O brincar é atividade fundamental na promoção da saúde na infância. Nesse contexto, o Saúde e Brincar, núcleo de atenção integral à criança hospitalizada do Instituto Nacional de Saúde da Mulher, da Criança e do Adolescente Fernandes Figueira (IFF/Fiocruz), com caráter interdisciplinar e que congrega assistência, pesquisa e ensino, reforça a vivência lúdica como elemento de conexão com a potência criadora que habita cada um. “Nos contextos de hospitalização prolongada, o brincar assume especial valor quando o hospital muitas vezes se torna a “casa” da criança e de seu acompanhante”, explica a coordenadora do Núcleo Saúde e Brincar do Instituto, Roberta Tanabe.
Reconhecendo a necessidade de conscientizar todos de sua importância, o Fundo das Nações Unidas para a Infância (Unicef) estabeleceu, em 1999, o dia 28 de maio como o Dia Internacional do Brincar. Esse ano, a Aliança pela Infância elegeu o tema “Casinhas das Infâncias” para celebrar a importância desse lugar que foi simbolicamente ressignificado durante a pandemia. “Na canção A Casa, o poeta, cantor e compositor, Vinícius de Moraes, fala sobre a casa engraçada da infância recheada de ausências. Lá não havia teto, chão, paredes ou penico. Viajando na sua proposta, rimos de sua impossibilidade que se concretiza no espaço imaginário da infância. Cada um, em seu mundo de faz de contas, constrói a sua de acordo com preferências e desejos, desobedecendo enquadramentos ou censuras”, analisa a terapeuta ocupacional do Núcleo Saúde e Brincar do Instituto, Fernanda Maia.
Fernanda explora o termo infâncias para valorizar o plural e contemplar a diversidade de perspectivas que nela cabem. “A casa da infância que apresentamos no IFF/Fiocruz, de certa forma se aproxima da de Vinícius por suas insólitas peculiaridades que, no entanto, não são objeto da imaginação. Ela funciona subvertendo as regras daquilo que convencionamos designar como casa”, completa.
A psicóloga do Núcleo Saúde e Brincar do Instituto, Anita Silva Paez, traz a canção para a realidade dos usuários do IFF/Fiocruz e comenta que os “vizinhos” de bem perto se tocam apenas nos olhares, em encontros assépticos e controlados. “Não há sala de estar, portas de quarto, mesa de refeições, privacidade, nem lei do silêncio. Há sempre luz acesa, vozerio de conversações, alarmes e bipes. O espaço de convivência é o leito, onde visitantes chegam sem convites e partem sem cerimônias”, observa ela.

#### Exercício 1
Conforme o trecho sobre o Núcleo Saúde e Brincar, quem ocupa a coordenação desse núcleo no Instituto?
#### Exercício 2
Indique se cada afirmação a seguir está de acordo com o trecho sobre o Núcleo Saúde e Brincar. Responda sim ou não e transcreva as palavras do trecho que fundamentam a resposta.
(a) O Unicef fixou o dia 28 de maio como o Dia Internacional do Brincar.
(b) Anita Silva Paez atua como terapeuta ocupacional no núcleo.
(c) No leito, os visitantes chegam mediante convite.
#### Exercício 3
Redija a continuação do trecho sobre o Núcleo Saúde e Brincar a partir do ponto em que ele termina.

#### Dados fornecidos
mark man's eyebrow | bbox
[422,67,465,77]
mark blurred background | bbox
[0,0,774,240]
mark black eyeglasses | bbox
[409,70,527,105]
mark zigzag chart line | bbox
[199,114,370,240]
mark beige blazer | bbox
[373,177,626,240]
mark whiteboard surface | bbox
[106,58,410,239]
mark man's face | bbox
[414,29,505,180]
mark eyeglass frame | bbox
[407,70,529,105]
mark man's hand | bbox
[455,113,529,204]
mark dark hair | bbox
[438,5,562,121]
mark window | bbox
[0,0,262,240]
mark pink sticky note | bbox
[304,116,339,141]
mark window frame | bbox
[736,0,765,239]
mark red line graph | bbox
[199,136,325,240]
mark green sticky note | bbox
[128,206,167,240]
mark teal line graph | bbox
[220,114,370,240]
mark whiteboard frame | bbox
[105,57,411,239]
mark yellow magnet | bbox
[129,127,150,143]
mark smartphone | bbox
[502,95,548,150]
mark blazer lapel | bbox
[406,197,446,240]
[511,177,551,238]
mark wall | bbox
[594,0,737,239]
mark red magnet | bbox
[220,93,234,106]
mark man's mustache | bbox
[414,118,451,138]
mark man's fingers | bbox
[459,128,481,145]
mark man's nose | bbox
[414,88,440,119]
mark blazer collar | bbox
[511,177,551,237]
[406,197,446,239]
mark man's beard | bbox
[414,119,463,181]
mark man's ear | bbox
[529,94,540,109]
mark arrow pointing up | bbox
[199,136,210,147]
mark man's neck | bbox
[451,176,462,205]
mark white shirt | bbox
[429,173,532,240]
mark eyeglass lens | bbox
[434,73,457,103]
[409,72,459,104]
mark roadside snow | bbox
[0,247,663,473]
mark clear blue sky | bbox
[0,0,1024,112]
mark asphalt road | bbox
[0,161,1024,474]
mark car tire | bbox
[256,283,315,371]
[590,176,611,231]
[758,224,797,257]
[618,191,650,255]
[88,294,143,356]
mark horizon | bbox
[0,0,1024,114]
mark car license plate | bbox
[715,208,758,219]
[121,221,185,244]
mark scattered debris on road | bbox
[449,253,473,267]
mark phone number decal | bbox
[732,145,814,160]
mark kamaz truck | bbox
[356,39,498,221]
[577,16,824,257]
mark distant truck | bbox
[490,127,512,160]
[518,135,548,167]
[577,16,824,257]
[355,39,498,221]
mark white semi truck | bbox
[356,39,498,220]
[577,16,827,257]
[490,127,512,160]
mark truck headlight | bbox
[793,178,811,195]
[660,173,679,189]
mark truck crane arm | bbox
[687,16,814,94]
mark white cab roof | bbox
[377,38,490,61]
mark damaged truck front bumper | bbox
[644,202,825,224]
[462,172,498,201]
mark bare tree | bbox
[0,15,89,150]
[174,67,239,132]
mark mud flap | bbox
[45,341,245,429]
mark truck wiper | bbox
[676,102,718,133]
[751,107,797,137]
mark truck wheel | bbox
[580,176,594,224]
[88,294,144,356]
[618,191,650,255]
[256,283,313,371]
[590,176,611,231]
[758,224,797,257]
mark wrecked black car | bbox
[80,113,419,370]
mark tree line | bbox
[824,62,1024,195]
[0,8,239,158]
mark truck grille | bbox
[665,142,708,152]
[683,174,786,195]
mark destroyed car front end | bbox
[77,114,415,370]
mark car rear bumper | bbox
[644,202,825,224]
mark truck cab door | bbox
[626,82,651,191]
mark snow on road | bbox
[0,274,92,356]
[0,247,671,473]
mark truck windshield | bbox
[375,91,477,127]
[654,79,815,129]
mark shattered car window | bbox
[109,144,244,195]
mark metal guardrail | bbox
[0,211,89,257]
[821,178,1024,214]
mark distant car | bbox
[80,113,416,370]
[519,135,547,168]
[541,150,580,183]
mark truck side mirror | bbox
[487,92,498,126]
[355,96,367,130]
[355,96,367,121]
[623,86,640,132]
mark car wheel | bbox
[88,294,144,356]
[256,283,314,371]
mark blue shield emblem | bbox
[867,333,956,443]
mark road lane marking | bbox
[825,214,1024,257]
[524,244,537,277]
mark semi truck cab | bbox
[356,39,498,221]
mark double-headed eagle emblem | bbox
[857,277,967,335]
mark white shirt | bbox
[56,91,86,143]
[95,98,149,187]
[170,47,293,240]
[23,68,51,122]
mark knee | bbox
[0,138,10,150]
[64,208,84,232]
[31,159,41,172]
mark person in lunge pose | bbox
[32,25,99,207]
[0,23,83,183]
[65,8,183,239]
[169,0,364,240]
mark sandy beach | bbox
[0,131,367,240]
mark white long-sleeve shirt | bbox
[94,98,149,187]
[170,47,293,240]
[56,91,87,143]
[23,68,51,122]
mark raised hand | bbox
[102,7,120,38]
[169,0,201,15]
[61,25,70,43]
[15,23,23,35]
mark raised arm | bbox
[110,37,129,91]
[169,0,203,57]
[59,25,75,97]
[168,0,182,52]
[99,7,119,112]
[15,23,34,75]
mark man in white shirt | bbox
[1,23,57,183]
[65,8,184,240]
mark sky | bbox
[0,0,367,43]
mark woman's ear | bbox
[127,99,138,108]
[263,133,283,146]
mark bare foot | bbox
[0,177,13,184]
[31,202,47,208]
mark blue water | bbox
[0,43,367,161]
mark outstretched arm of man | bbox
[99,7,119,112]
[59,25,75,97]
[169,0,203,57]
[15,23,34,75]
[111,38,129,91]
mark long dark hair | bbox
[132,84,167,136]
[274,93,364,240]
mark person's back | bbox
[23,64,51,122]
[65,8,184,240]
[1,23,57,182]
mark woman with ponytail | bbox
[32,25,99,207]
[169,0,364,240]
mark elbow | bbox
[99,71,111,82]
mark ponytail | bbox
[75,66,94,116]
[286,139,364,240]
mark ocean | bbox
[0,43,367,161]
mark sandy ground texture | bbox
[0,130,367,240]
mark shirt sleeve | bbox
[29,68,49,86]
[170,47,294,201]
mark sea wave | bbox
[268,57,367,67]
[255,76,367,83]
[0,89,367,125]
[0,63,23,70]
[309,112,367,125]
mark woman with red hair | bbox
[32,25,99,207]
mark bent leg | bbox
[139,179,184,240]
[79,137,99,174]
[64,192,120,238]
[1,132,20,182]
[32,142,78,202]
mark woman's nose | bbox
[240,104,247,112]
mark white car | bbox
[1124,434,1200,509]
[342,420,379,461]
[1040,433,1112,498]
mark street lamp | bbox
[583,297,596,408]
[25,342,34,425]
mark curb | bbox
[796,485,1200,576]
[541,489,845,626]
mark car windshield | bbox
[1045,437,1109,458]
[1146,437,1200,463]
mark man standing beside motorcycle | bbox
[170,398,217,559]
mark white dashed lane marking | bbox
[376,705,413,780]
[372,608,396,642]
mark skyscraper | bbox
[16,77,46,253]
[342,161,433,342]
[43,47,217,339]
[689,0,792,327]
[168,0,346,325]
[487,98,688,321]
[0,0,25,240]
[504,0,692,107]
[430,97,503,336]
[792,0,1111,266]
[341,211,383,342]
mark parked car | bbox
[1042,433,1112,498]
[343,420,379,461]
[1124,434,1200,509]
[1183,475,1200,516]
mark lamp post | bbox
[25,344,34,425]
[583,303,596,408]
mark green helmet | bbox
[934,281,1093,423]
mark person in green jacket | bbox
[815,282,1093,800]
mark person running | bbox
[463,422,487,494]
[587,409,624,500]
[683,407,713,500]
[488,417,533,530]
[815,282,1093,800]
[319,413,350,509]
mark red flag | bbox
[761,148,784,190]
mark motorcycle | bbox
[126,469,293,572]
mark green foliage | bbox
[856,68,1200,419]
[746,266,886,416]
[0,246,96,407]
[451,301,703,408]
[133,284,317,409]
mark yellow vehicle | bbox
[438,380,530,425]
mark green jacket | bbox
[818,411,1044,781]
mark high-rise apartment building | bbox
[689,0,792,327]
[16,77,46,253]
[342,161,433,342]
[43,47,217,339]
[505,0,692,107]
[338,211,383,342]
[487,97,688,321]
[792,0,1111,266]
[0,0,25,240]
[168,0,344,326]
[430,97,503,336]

#### Resposta escrita 1
Roberta Tanabe.

#### Resposta escrita 2
(a) Sim: “o dia 28 de maio como o Dia Internacional do Brincar”.
(b) Não: “A psicóloga do Núcleo Saúde e Brincar do Instituto, Anita Silva Paez”.
(c) Não: “visitantes chegam sem convites e partem sem cerimônias”.

#### Resposta escrita 3
Anita afirma que a garantia de permanência no Instituto requer que a saúde dos usuários esteja em desalinho e o tempo da estadia não atende à vontade dos “inquilinos”. “As ausências são plurais e englobam a convivência em família, na escola e na cena pública. O estranhamento natural surge quando descobrimos ser esse lugar a “casa” real – se assim podemos lhe denominar – para muitas crianças que nascem e vivem sob as contingências de condições graves e incuráveis”, reflete ela.
O hospital e seus recursos oferecem a chance de os usuários permanecerem vivos, mas em troca demandam renúncias e sacrifícios que envolvem os pequenos e os seus acompanhantes. Em tempos de pandemia, as crianças que vivem no hospital veem ainda mais restritas suas possibilidades de interação. “Mesmo com toda a limitação, o hospital também é uma das “casinhas das infâncias”, pois casa é símbolo de acolhimento, segurança e proteção. Tais valores podem estar situados em lugares inimaginados, sejam eles físicos ou não. Nesse espaço convivem fios, tubos com brinquedos, respiradores, colchas coloridas e paredes brancas. Embora frequentemente associado a dor e sofrimento, hospital também é lugar de brincar”, destaca Roberta.